Filtra los ítems de abajo y copia cada línea que contenga la palabra "flower".

[Entradas de datos recopiladas]
====

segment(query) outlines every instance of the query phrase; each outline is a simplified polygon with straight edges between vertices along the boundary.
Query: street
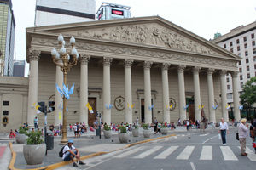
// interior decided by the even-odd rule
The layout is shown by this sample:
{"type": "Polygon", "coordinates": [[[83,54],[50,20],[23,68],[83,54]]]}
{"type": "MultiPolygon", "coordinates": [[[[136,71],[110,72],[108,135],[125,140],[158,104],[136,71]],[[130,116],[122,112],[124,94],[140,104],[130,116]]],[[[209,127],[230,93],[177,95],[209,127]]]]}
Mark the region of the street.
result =
{"type": "Polygon", "coordinates": [[[177,133],[174,137],[84,160],[86,166],[81,169],[255,169],[256,154],[251,139],[247,141],[248,156],[243,156],[235,136],[236,130],[232,128],[227,135],[228,144],[224,146],[217,129],[177,133]]]}

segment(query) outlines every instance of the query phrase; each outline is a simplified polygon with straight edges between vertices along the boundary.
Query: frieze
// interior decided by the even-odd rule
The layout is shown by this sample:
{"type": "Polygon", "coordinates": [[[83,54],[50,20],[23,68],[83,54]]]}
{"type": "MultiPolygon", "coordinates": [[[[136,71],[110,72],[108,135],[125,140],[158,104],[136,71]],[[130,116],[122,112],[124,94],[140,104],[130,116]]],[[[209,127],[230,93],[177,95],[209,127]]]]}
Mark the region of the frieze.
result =
{"type": "MultiPolygon", "coordinates": [[[[63,32],[63,34],[79,37],[92,37],[114,42],[154,45],[198,54],[218,55],[215,51],[156,23],[79,30],[63,32]]],[[[131,52],[137,53],[136,50],[131,52]]]]}
{"type": "MultiPolygon", "coordinates": [[[[39,41],[40,38],[36,37],[32,38],[33,42],[32,45],[39,45],[44,47],[53,47],[55,40],[54,39],[47,39],[47,41],[39,41]],[[44,43],[43,43],[44,42],[44,43]]],[[[170,60],[175,61],[183,61],[183,62],[192,62],[195,64],[201,65],[212,65],[223,67],[234,67],[236,68],[236,62],[228,60],[221,60],[221,59],[214,59],[214,58],[207,58],[200,55],[186,55],[186,54],[174,54],[166,52],[155,52],[145,49],[132,49],[131,48],[123,47],[113,47],[110,45],[102,45],[102,44],[93,44],[93,43],[85,43],[85,42],[79,42],[76,43],[76,48],[78,51],[79,50],[86,50],[86,51],[98,51],[98,52],[108,52],[113,54],[129,54],[129,55],[136,55],[137,56],[144,56],[144,57],[152,57],[158,58],[162,60],[170,60]],[[137,53],[135,53],[137,52],[137,53]]]]}

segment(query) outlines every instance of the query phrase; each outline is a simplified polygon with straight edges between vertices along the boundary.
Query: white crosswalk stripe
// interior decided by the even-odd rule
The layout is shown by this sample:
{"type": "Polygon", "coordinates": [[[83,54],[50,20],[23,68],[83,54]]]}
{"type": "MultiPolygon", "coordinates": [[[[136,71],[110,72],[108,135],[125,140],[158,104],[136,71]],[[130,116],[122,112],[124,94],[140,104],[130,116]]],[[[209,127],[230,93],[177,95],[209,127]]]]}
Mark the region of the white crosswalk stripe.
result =
{"type": "Polygon", "coordinates": [[[238,161],[230,146],[220,146],[222,155],[226,161],[238,161]]]}
{"type": "Polygon", "coordinates": [[[166,150],[165,151],[160,153],[160,155],[154,157],[154,159],[166,159],[168,156],[170,156],[172,152],[174,152],[177,148],[178,148],[178,146],[171,146],[167,150],[166,150]]]}
{"type": "Polygon", "coordinates": [[[188,160],[192,154],[195,146],[186,146],[185,149],[176,158],[177,160],[188,160]]]}
{"type": "Polygon", "coordinates": [[[156,150],[161,149],[162,147],[163,146],[154,146],[154,148],[152,148],[147,151],[144,151],[144,152],[141,153],[140,155],[134,156],[133,158],[136,158],[136,159],[144,158],[144,157],[149,156],[150,154],[155,152],[156,150]]]}
{"type": "Polygon", "coordinates": [[[203,146],[200,160],[212,160],[212,146],[203,146]]]}

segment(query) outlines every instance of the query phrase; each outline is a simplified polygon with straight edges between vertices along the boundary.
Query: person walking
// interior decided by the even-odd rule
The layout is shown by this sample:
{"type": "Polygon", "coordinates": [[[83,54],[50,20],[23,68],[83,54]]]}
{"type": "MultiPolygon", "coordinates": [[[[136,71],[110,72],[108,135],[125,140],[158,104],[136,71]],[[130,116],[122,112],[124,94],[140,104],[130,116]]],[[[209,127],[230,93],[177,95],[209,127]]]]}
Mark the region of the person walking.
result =
{"type": "Polygon", "coordinates": [[[229,133],[229,125],[224,122],[224,118],[221,118],[221,122],[219,123],[218,133],[221,135],[222,144],[227,145],[226,144],[226,134],[229,133]]]}
{"type": "Polygon", "coordinates": [[[247,119],[243,118],[240,121],[238,126],[238,133],[239,133],[239,142],[241,146],[241,155],[247,156],[246,153],[246,144],[247,144],[247,136],[248,133],[248,124],[247,124],[247,119]]]}

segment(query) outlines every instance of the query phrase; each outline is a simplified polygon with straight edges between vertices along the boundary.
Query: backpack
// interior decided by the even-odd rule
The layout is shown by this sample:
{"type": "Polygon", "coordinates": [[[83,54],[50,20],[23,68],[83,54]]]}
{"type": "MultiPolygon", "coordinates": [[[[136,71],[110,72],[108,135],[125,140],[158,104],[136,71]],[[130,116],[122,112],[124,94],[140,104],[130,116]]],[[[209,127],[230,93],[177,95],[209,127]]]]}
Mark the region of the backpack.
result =
{"type": "MultiPolygon", "coordinates": [[[[66,146],[66,145],[65,145],[66,146]]],[[[60,150],[60,152],[59,152],[59,156],[60,157],[63,157],[63,150],[64,150],[64,147],[65,146],[63,146],[62,148],[61,148],[61,150],[60,150]]]]}

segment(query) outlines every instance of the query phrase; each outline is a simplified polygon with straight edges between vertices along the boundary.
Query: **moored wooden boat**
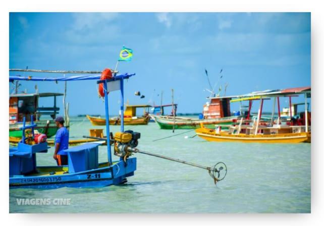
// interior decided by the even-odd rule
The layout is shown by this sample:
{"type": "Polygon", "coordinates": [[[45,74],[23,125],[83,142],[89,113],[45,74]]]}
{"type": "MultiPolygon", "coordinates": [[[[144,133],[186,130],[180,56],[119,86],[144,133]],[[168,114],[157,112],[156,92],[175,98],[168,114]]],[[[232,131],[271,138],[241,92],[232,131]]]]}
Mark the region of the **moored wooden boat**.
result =
{"type": "MultiPolygon", "coordinates": [[[[242,95],[231,102],[249,101],[249,112],[251,109],[252,101],[259,100],[260,107],[258,115],[253,121],[241,118],[239,124],[229,126],[228,131],[221,131],[219,127],[216,129],[202,127],[196,129],[197,134],[208,141],[215,142],[258,142],[265,143],[310,143],[310,113],[308,112],[307,97],[310,97],[310,87],[302,87],[275,91],[265,91],[253,92],[242,95]],[[300,118],[295,118],[292,116],[290,110],[289,121],[281,120],[279,97],[289,97],[303,94],[305,97],[305,112],[300,114],[300,118]],[[264,100],[273,98],[273,111],[270,120],[261,122],[262,109],[264,100]],[[279,117],[276,124],[274,120],[274,113],[276,101],[278,101],[279,117]]],[[[291,104],[290,102],[290,108],[291,104]]]]}
{"type": "Polygon", "coordinates": [[[240,133],[232,134],[226,131],[219,133],[215,129],[199,128],[196,129],[197,134],[208,141],[241,142],[244,143],[310,143],[310,132],[287,133],[280,134],[257,134],[254,135],[240,133]]]}
{"type": "MultiPolygon", "coordinates": [[[[92,117],[87,115],[87,118],[89,120],[93,125],[105,125],[106,120],[104,118],[92,117]]],[[[124,118],[124,125],[147,125],[149,120],[148,117],[133,117],[132,118],[124,118]]],[[[120,117],[113,117],[109,119],[110,125],[120,125],[121,120],[120,117]]]]}
{"type": "MultiPolygon", "coordinates": [[[[13,144],[13,145],[17,145],[21,141],[21,138],[9,137],[9,143],[13,144]]],[[[55,142],[52,140],[47,140],[47,144],[50,146],[52,146],[54,145],[55,142]]],[[[79,145],[82,144],[89,142],[98,142],[98,140],[92,139],[70,140],[69,140],[69,145],[79,145]]]]}
{"type": "MultiPolygon", "coordinates": [[[[150,105],[127,105],[124,113],[124,125],[147,125],[149,120],[149,116],[145,109],[151,107],[150,105]],[[142,116],[136,116],[136,109],[144,108],[142,116]]],[[[106,120],[98,117],[93,117],[87,115],[87,118],[90,120],[93,125],[104,125],[106,120]]],[[[121,117],[115,117],[109,119],[110,125],[120,125],[121,123],[121,117]]]]}
{"type": "Polygon", "coordinates": [[[205,119],[195,119],[190,118],[173,116],[160,116],[152,115],[156,123],[161,129],[173,129],[174,125],[175,129],[193,129],[200,127],[202,123],[204,126],[214,128],[215,125],[230,125],[233,120],[236,120],[238,116],[230,116],[224,118],[209,118],[205,119]]]}
{"type": "Polygon", "coordinates": [[[86,116],[92,125],[105,125],[106,124],[106,120],[104,118],[100,118],[100,117],[90,116],[88,115],[86,116]]]}
{"type": "Polygon", "coordinates": [[[36,119],[37,126],[35,129],[39,132],[45,133],[48,138],[53,136],[58,128],[53,120],[40,120],[42,115],[49,115],[53,119],[60,108],[56,106],[56,98],[58,96],[63,96],[63,94],[54,93],[42,93],[35,94],[11,94],[9,98],[9,137],[22,137],[22,119],[26,118],[26,124],[30,123],[31,116],[36,119]],[[39,107],[39,98],[53,97],[54,105],[52,107],[39,107]]]}

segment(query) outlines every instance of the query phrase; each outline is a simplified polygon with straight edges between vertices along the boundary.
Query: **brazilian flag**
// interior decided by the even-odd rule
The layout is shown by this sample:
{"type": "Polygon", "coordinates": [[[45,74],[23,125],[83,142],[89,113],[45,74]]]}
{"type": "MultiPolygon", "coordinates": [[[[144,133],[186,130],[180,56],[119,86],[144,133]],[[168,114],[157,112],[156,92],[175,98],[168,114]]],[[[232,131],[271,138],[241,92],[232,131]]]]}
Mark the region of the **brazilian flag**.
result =
{"type": "Polygon", "coordinates": [[[133,50],[123,47],[119,54],[118,61],[130,61],[133,58],[133,50]]]}

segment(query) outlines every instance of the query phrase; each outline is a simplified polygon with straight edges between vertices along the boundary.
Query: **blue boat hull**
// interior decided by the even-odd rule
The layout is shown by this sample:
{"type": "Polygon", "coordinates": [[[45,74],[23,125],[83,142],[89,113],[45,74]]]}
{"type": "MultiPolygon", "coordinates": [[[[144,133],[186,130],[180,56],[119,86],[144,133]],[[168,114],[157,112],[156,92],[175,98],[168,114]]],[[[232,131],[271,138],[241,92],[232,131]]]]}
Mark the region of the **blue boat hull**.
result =
{"type": "MultiPolygon", "coordinates": [[[[46,166],[38,167],[38,169],[46,166]]],[[[55,167],[51,167],[52,168],[55,167]]],[[[99,167],[74,173],[58,175],[14,176],[9,178],[10,188],[56,189],[65,187],[91,188],[123,184],[127,177],[134,175],[136,158],[120,161],[112,166],[99,167]]]]}

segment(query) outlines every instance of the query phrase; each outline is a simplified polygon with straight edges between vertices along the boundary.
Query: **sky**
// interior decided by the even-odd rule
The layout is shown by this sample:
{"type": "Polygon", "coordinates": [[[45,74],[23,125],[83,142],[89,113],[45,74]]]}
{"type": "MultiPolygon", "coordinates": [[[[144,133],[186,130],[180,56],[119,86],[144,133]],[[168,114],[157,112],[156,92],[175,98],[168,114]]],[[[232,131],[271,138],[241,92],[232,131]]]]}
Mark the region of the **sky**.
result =
{"type": "MultiPolygon", "coordinates": [[[[171,103],[173,88],[178,112],[200,113],[209,95],[205,69],[216,94],[221,86],[221,96],[226,84],[226,96],[310,85],[309,13],[11,13],[9,17],[10,68],[102,71],[115,68],[123,46],[132,49],[132,61],[120,62],[118,68],[122,73],[136,73],[125,82],[129,104],[159,104],[162,91],[163,103],[171,103]],[[145,98],[135,96],[136,91],[145,98]]],[[[64,91],[63,82],[21,84],[20,92],[34,93],[35,84],[39,92],[64,91]]],[[[70,115],[104,114],[97,86],[93,80],[68,83],[70,115]]],[[[118,114],[120,95],[109,94],[112,115],[118,114]]],[[[63,98],[58,98],[63,109],[63,98]]],[[[292,98],[293,103],[303,101],[292,98]]],[[[281,107],[288,103],[283,98],[281,107]]],[[[40,102],[52,104],[48,99],[40,102]]],[[[272,106],[265,101],[263,110],[271,111],[272,106]]],[[[239,110],[238,104],[231,107],[239,110]]],[[[252,110],[258,107],[254,104],[252,110]]]]}

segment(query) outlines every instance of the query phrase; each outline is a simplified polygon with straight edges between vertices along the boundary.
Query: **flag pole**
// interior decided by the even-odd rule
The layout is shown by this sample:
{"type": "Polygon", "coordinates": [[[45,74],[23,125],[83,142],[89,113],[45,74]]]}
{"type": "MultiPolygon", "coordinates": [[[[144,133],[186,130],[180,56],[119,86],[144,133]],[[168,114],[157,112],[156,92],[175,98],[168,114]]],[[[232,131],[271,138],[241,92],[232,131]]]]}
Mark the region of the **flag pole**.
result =
{"type": "Polygon", "coordinates": [[[116,63],[116,66],[115,67],[115,69],[114,70],[114,72],[115,74],[115,75],[116,76],[116,74],[117,73],[117,67],[118,66],[118,63],[119,63],[119,61],[117,61],[117,63],[116,63]]]}

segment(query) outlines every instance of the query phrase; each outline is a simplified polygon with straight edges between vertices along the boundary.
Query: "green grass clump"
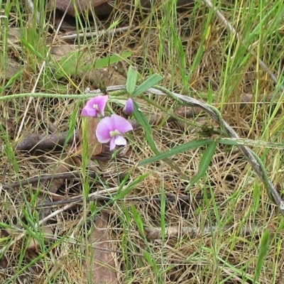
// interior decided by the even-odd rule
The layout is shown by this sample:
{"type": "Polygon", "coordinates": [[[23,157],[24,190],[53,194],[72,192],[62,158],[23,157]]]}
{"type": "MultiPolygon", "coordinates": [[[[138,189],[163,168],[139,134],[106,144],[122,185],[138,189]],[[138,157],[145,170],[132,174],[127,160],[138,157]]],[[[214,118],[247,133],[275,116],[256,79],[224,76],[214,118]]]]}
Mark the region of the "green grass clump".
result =
{"type": "Polygon", "coordinates": [[[109,17],[60,23],[43,1],[32,13],[0,1],[0,283],[92,283],[86,263],[105,244],[90,241],[102,214],[102,251],[111,253],[119,282],[281,282],[283,217],[266,185],[283,194],[284,4],[199,1],[180,11],[162,2],[117,3],[109,17]],[[87,88],[108,89],[119,114],[120,99],[132,97],[142,126],[126,148],[105,151],[94,178],[89,157],[75,162],[87,88]],[[172,92],[219,110],[221,121],[172,92]],[[16,149],[27,136],[63,131],[71,140],[61,147],[16,149]],[[264,184],[239,145],[259,157],[264,184]],[[79,175],[56,190],[53,181],[23,185],[70,172],[79,175]],[[98,194],[110,200],[88,198],[98,194]]]}

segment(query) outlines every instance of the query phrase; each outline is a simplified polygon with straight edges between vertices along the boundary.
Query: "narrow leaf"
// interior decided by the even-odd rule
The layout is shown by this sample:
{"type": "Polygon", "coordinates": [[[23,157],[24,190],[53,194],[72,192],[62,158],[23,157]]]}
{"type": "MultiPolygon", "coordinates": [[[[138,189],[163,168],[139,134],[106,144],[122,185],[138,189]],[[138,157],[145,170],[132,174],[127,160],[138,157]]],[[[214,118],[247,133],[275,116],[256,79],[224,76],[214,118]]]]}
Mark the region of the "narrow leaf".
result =
{"type": "MultiPolygon", "coordinates": [[[[138,105],[136,103],[134,102],[134,116],[135,118],[137,120],[137,122],[144,128],[145,133],[146,133],[146,138],[147,140],[148,143],[149,144],[151,150],[153,152],[154,152],[155,155],[160,155],[160,151],[157,149],[157,147],[155,146],[155,142],[153,139],[152,137],[152,128],[145,117],[144,114],[143,114],[142,111],[141,111],[138,108],[138,105]]],[[[182,178],[186,179],[187,177],[185,175],[182,173],[180,168],[176,165],[172,160],[168,159],[167,158],[165,158],[165,163],[166,163],[170,167],[171,167],[173,169],[176,170],[182,178]]]]}
{"type": "Polygon", "coordinates": [[[163,80],[163,77],[158,74],[153,74],[152,76],[148,77],[145,82],[143,82],[133,92],[133,97],[139,96],[144,92],[147,91],[148,89],[158,84],[163,80]]]}
{"type": "Polygon", "coordinates": [[[158,160],[164,160],[173,155],[180,154],[180,153],[186,152],[189,150],[203,146],[211,142],[212,142],[212,139],[203,139],[203,140],[197,140],[185,143],[182,145],[179,145],[178,146],[173,147],[170,150],[165,152],[163,152],[154,157],[151,157],[148,159],[143,160],[141,162],[140,162],[138,165],[142,166],[147,164],[150,164],[151,163],[155,163],[158,162],[158,160]]]}
{"type": "Polygon", "coordinates": [[[207,146],[207,148],[204,151],[201,158],[200,166],[198,168],[198,173],[190,180],[190,187],[197,182],[198,180],[205,175],[209,165],[212,160],[213,155],[215,153],[216,147],[217,143],[215,141],[212,141],[207,146]]]}
{"type": "Polygon", "coordinates": [[[267,254],[269,252],[269,239],[271,232],[269,230],[264,231],[261,244],[259,246],[259,253],[258,260],[256,261],[256,272],[253,276],[253,284],[258,280],[259,275],[261,275],[261,268],[263,266],[264,261],[266,258],[267,254]]]}
{"type": "Polygon", "coordinates": [[[127,81],[126,81],[126,91],[131,95],[135,90],[137,82],[137,72],[132,67],[129,66],[129,72],[127,74],[127,81]]]}
{"type": "Polygon", "coordinates": [[[152,128],[143,112],[138,109],[137,104],[135,102],[133,102],[135,118],[136,119],[137,122],[144,129],[146,138],[147,140],[147,142],[149,143],[151,148],[155,154],[158,154],[159,152],[155,147],[155,142],[153,140],[152,137],[152,128]]]}

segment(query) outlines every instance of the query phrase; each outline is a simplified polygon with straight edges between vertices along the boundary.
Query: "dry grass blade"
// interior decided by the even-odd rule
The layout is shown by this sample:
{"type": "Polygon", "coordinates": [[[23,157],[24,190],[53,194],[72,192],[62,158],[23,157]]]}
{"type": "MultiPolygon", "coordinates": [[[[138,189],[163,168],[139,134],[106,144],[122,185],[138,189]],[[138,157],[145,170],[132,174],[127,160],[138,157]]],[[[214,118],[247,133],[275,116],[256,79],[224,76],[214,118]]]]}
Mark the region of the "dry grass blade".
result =
{"type": "MultiPolygon", "coordinates": [[[[108,92],[111,92],[114,91],[119,91],[121,89],[126,89],[125,85],[121,86],[112,86],[109,87],[106,89],[108,92]]],[[[191,106],[192,107],[200,107],[204,111],[205,111],[214,121],[215,121],[217,124],[219,124],[222,128],[222,129],[225,131],[224,134],[227,134],[231,138],[239,138],[236,132],[226,122],[223,118],[222,117],[220,113],[217,109],[213,107],[211,105],[204,104],[198,99],[196,99],[192,97],[184,96],[180,94],[169,92],[163,88],[150,88],[148,89],[148,92],[151,94],[155,94],[161,96],[170,96],[176,98],[177,99],[182,100],[185,104],[191,106]]],[[[92,93],[97,94],[102,94],[100,90],[95,90],[90,92],[89,90],[86,91],[87,93],[92,93]]],[[[244,156],[247,158],[248,161],[251,164],[251,167],[256,171],[256,174],[261,178],[262,182],[264,183],[266,187],[268,192],[271,192],[274,201],[276,204],[278,206],[281,214],[284,216],[284,202],[282,200],[279,193],[278,192],[275,187],[273,185],[272,182],[267,177],[267,173],[266,169],[262,164],[261,160],[256,156],[256,155],[251,151],[248,147],[246,146],[239,145],[238,148],[241,151],[244,156]]]]}
{"type": "Polygon", "coordinates": [[[86,256],[86,277],[92,283],[118,283],[115,263],[110,251],[111,240],[108,220],[108,214],[102,212],[102,216],[97,216],[89,236],[89,243],[97,247],[91,247],[86,256]]]}

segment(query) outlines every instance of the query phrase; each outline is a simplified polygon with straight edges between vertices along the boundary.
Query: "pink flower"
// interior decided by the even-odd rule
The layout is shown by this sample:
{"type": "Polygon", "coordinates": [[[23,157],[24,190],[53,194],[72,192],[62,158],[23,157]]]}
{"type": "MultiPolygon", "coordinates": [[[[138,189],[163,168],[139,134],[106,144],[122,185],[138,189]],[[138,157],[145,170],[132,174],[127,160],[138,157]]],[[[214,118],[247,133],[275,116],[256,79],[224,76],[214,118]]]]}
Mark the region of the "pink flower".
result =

====

Respuesta:
Query: "pink flower"
Mark the region of the "pink flower".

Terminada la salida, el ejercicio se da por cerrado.